Referring expression pointing data:
====================
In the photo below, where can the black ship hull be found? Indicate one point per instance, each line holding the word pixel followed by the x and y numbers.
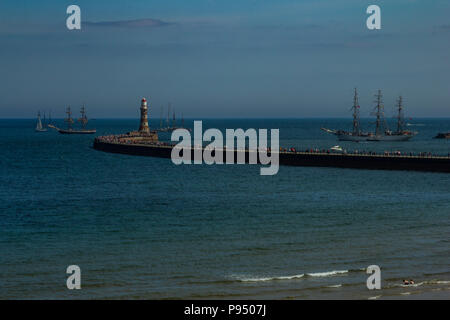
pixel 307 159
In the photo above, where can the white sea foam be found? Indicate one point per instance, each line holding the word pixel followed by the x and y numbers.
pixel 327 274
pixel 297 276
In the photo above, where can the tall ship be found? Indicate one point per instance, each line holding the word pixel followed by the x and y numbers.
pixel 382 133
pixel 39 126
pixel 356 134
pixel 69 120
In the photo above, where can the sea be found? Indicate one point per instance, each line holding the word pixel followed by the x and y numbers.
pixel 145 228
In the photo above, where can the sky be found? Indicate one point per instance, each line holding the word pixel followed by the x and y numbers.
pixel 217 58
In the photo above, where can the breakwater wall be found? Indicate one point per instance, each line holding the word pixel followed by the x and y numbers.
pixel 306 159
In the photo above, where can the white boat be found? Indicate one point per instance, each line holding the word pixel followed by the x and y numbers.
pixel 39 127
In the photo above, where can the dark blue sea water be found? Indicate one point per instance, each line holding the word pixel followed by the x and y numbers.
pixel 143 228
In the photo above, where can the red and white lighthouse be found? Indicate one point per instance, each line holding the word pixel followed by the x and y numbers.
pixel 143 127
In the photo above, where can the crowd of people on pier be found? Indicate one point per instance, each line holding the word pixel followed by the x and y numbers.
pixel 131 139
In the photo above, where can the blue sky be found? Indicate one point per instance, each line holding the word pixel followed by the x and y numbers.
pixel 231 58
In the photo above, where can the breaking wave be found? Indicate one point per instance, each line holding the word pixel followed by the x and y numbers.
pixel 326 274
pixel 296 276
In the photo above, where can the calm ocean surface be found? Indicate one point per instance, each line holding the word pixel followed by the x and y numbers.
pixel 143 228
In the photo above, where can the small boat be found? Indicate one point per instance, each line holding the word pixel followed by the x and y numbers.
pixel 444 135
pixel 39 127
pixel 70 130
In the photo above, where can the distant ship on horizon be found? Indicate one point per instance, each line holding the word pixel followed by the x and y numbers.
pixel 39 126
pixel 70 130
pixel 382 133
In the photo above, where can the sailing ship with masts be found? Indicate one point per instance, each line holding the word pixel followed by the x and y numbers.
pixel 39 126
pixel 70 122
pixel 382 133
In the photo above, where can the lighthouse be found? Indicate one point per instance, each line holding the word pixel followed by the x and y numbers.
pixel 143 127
====================
Print the line containing "In the photo above, where can the sailing", then every line after it through the last line of the records, each exactly as written; nothing else belongs in the answer.

(ANSWER)
In the photo above, where can the sailing ship with masts be found? Indicate one point per instance, each line holding the word pixel followed by the x and y numbers.
pixel 39 126
pixel 70 122
pixel 382 133
In the photo above, where can the lighthouse be found? Indicate one point per instance, each line holding the word pixel followed by the x and y numbers.
pixel 143 127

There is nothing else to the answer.